Switch "photo" to "image" in the items, starting with the first line and going on through the line with "[410,192,465,251]". Write those lines out again with nothing else changed.

Items excerpted from a collection:
******************************

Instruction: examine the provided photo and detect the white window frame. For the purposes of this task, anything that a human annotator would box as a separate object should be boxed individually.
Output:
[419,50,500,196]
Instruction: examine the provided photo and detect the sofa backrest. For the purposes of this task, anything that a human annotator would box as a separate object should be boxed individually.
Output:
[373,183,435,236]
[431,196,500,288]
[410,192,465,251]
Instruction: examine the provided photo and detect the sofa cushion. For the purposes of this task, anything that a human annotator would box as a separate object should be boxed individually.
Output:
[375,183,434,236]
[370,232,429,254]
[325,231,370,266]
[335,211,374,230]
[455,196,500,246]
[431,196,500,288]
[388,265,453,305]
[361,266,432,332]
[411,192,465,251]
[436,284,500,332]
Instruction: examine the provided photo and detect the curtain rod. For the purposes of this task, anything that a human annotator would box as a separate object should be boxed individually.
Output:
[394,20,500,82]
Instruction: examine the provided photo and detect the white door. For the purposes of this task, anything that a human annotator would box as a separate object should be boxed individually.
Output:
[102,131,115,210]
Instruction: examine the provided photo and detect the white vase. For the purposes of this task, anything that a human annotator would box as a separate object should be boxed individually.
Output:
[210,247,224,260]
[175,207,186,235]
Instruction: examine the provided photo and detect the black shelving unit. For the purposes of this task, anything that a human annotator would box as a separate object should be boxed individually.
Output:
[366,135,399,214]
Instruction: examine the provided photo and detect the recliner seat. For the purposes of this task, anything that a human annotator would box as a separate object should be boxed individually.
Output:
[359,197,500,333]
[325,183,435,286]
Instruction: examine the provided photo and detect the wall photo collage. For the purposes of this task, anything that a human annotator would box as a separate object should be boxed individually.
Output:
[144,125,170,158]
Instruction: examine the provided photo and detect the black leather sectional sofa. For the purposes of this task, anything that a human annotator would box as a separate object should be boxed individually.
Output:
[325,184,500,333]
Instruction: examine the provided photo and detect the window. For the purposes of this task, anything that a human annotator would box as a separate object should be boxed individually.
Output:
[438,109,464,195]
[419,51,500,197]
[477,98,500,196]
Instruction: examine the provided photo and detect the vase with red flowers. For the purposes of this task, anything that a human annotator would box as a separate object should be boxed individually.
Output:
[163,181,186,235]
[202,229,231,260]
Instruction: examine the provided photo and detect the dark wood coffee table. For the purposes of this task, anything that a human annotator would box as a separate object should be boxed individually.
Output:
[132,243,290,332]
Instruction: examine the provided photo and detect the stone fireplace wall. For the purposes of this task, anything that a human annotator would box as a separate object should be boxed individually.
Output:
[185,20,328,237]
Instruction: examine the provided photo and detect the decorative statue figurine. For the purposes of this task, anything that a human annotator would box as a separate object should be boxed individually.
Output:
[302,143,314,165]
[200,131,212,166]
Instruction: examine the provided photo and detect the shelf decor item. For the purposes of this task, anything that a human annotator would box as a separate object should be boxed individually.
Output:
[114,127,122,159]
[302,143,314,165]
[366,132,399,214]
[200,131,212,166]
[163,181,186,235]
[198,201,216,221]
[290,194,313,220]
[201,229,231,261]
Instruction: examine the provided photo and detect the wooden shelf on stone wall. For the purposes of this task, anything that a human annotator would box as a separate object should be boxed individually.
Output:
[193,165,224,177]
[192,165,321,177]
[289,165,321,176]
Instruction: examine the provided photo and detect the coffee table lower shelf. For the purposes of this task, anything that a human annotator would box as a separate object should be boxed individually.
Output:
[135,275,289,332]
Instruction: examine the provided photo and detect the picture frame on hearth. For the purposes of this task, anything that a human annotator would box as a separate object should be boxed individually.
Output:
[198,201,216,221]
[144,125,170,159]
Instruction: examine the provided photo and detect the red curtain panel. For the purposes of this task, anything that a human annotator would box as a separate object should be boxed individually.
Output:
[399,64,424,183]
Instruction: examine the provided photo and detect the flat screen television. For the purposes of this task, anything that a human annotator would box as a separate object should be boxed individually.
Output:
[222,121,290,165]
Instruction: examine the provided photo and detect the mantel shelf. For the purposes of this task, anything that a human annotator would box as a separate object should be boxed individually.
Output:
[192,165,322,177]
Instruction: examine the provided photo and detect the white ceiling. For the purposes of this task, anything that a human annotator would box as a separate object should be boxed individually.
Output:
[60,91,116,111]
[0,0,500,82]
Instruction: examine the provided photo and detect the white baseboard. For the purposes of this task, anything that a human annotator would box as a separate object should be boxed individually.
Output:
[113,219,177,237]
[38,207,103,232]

******************************

Written reply:
Instruction: examine the provided image and detect the white window frame. For the purposes of this task, anything that a human annotator would box as a separate object should be boxed individually.
Output:
[419,50,500,196]
Instruction: examine the provided image and detect the sofa backrest. For the purposes of this task, anything that a human annotator would box as a separate object should be boxed individually.
Output:
[373,183,435,236]
[431,196,500,288]
[410,192,465,251]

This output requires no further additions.